The conflict between expanding national security measures and preserving civil rights gets an extended examination in this timely history of the right to know. Lawyer and public policy scholar Roberts's occasionally exhausting book covers the right to know movement in a global and historical sense, touching on transparency movements and backlash domestically and internationally (the Freedom of Information Act's 1966 passing, Roberts notes, spurred the creation of similar laws in 60 countries) to show how governments across the world go to great lengths to dip, dodge, skirt and subvert openness laws. His account of the post-9/11 Bush administration depicts a secretive administration that bristles at attempts to reduce the secrecy under which it has conducted the war on terror. As Roberts demonstrates through countless examples, there are various ways for a government to subvert its own right-to-know laws without technically breaking any (classifying non-sensitive information, outsourcing operations, charging fees for information requests), sullying any optimism about the "rhetoric of transparency" that has been spreading as far as China in the past few decades. Roberts remains mindful that the "right to know" isn't a guarantee, but a struggle worth pursuing.
Copyright © Reed Business Information, a division of Reed Elsevier Inc. All rights reserved.

Review

Alasdair Roberts' Blacked Out is a fast-paced, well-informed and engrossing account of the emergence of a worldwide movement to hold governments accountable by requiring them to disclose information they would rather withhold to conceal corruption, bureaucratic incompetence, environmental degradation, human rights abuses and other misconduct. It is essential reading for proponents of open societies.

[Instructions]
A. According to the book review, what ways can a government undermine its own right-to-know laws without technically breaking any of them? List them all.
B. Reproduce the stretch of the book review that begins with the words "Alasdair Roberts' Blacked" and ends with "of open societies.".
The material after this point has no role in this work.

[Data entries]
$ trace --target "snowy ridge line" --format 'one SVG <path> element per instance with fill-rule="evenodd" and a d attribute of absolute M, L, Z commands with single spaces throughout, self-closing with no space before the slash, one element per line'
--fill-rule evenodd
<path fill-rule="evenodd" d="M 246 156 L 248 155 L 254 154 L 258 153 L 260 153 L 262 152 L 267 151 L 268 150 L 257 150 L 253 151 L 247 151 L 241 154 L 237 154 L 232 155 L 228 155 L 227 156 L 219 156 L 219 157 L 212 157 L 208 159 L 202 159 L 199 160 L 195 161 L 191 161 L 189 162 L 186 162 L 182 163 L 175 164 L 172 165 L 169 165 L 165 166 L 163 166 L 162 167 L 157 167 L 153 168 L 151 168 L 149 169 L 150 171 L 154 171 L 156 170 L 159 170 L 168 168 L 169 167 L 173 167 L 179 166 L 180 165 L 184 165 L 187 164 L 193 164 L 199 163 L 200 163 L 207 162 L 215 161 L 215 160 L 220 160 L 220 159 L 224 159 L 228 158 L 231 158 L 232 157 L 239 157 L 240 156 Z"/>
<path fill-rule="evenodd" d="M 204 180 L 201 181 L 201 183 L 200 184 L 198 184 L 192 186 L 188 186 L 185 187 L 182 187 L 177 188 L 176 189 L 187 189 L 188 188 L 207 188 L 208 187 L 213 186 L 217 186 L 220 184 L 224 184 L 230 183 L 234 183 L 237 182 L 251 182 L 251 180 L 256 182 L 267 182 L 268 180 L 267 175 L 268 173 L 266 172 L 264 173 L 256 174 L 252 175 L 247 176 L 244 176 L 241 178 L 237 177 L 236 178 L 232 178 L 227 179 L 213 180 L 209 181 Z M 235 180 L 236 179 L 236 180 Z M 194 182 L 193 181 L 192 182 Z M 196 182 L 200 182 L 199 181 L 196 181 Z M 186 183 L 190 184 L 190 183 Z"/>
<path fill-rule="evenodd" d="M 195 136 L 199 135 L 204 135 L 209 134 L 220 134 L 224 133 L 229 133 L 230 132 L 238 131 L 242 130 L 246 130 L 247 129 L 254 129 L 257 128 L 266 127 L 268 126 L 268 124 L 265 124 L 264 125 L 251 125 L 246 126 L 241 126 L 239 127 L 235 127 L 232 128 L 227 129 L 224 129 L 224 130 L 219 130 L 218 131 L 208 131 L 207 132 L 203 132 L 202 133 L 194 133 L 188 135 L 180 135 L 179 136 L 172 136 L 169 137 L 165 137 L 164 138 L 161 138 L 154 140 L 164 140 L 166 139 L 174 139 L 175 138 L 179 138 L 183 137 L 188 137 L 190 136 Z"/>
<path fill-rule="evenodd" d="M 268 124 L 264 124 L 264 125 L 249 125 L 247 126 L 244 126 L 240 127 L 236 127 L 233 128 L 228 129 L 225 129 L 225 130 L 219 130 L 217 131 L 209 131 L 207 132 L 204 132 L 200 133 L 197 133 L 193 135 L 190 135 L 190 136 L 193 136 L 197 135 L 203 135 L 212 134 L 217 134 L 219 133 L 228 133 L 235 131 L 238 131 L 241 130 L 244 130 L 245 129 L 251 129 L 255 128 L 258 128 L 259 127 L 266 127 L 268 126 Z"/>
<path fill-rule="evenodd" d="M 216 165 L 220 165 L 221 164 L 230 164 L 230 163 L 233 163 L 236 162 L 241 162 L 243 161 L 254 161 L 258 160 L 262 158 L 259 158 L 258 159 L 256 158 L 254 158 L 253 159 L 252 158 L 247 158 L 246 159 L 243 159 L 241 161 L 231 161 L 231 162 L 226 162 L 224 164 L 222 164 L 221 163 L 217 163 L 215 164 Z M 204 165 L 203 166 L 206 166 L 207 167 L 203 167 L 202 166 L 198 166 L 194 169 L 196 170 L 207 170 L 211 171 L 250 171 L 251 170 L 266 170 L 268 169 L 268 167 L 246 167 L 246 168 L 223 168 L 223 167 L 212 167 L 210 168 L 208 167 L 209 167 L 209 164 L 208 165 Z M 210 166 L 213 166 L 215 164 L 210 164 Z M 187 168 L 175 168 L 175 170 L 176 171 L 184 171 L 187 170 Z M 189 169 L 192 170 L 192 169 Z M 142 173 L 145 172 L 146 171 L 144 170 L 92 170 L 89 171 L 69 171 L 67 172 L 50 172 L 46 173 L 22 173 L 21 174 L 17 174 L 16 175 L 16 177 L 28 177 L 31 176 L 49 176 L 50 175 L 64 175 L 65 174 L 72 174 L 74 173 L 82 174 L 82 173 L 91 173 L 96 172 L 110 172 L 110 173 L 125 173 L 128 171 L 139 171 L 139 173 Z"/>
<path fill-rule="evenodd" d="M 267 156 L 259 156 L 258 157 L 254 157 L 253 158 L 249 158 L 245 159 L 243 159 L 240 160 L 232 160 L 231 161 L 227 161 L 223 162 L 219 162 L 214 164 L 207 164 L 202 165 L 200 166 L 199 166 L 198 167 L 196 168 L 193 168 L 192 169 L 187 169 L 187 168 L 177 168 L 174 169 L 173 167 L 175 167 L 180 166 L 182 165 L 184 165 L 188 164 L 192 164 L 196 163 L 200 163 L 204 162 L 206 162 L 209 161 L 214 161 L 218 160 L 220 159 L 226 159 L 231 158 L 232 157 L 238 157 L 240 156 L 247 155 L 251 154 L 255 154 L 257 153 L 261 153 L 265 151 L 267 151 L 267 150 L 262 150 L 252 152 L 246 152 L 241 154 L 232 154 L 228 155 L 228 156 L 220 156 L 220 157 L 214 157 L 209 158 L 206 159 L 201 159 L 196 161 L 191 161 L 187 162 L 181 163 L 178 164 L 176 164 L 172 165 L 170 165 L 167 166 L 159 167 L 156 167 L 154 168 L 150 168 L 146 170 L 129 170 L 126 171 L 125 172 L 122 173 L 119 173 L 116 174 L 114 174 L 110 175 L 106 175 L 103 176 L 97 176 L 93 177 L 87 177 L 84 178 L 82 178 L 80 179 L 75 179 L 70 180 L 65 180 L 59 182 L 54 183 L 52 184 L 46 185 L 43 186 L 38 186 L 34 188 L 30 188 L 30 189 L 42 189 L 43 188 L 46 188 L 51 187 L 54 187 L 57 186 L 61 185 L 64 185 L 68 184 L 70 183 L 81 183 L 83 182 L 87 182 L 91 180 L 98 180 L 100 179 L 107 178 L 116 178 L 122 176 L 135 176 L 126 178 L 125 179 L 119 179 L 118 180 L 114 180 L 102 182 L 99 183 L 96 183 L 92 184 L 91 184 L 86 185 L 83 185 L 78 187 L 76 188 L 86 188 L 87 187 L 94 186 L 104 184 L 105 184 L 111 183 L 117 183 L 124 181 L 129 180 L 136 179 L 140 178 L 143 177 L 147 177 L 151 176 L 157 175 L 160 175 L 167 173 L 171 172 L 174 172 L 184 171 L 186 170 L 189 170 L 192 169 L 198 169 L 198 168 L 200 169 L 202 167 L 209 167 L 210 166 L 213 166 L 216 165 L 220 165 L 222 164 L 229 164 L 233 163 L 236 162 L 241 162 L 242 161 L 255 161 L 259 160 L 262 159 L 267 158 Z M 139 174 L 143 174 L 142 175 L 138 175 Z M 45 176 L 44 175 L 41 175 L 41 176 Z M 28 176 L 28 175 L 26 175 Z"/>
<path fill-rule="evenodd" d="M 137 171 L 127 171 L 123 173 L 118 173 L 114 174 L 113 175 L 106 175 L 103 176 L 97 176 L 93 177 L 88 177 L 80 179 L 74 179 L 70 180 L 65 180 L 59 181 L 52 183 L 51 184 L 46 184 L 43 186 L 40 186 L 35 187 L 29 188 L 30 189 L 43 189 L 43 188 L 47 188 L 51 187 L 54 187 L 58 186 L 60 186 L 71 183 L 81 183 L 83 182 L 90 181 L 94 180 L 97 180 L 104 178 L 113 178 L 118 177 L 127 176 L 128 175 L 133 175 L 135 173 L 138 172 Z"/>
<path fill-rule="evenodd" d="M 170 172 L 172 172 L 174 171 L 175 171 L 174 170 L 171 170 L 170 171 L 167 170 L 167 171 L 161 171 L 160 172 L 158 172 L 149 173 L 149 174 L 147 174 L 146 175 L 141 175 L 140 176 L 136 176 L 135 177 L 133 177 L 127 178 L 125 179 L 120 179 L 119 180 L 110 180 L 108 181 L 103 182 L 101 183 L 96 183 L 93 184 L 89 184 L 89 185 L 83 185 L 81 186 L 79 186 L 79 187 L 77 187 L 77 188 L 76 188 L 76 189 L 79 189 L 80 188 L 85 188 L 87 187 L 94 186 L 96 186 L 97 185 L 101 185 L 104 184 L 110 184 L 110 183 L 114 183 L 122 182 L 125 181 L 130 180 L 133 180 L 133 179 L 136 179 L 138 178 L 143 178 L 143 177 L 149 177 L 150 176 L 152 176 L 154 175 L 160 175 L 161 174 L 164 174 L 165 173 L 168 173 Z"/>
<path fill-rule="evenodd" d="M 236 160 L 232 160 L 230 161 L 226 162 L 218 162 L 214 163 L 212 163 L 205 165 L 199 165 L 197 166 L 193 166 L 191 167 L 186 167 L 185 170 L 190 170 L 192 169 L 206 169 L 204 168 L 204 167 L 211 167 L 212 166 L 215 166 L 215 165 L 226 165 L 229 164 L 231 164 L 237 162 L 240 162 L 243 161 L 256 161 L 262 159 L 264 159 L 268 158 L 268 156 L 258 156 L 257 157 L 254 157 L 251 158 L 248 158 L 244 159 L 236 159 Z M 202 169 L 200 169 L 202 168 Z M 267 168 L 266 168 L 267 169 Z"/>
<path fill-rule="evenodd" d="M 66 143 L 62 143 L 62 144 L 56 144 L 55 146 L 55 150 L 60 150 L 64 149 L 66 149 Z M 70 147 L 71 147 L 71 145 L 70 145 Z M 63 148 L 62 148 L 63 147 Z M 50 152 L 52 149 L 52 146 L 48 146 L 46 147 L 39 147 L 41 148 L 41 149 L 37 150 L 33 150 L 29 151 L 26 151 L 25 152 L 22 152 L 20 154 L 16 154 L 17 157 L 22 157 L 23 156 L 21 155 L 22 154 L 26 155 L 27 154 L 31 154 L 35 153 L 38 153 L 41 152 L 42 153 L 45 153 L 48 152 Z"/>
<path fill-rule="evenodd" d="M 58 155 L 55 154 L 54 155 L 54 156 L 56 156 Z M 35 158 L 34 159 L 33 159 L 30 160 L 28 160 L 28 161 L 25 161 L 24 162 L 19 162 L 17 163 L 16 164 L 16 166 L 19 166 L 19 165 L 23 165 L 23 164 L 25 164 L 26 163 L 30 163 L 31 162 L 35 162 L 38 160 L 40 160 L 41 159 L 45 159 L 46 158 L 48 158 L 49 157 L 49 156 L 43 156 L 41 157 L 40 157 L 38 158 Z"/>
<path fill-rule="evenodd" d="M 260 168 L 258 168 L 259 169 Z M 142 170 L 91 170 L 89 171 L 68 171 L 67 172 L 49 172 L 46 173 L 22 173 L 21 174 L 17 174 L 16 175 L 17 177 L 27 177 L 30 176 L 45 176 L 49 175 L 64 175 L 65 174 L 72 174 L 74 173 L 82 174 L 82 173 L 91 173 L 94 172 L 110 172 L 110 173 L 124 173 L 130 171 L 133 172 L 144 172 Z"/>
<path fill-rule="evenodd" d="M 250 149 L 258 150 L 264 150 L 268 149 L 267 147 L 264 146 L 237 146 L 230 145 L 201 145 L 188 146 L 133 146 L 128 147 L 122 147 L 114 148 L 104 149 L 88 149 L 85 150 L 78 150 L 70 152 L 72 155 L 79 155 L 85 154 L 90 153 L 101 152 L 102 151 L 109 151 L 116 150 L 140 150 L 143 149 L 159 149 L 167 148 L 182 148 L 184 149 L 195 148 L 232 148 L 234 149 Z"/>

[Exercise solutions]
A.
- Classifying non-sensitive information
- Outsourcing operations
- Charging fees for information requests

B.
Alasdair Roberts' Blacked Out is a fast-paced, well-informed and engrossing account of the emergence of a worldwide movement to hold governments accountable by requiring them to disclose information they would rather withhold to conceal corruption, bureaucratic incompetence, environmental degradation, human rights abuses and other misconduct. It is essential reading for proponents of open societies.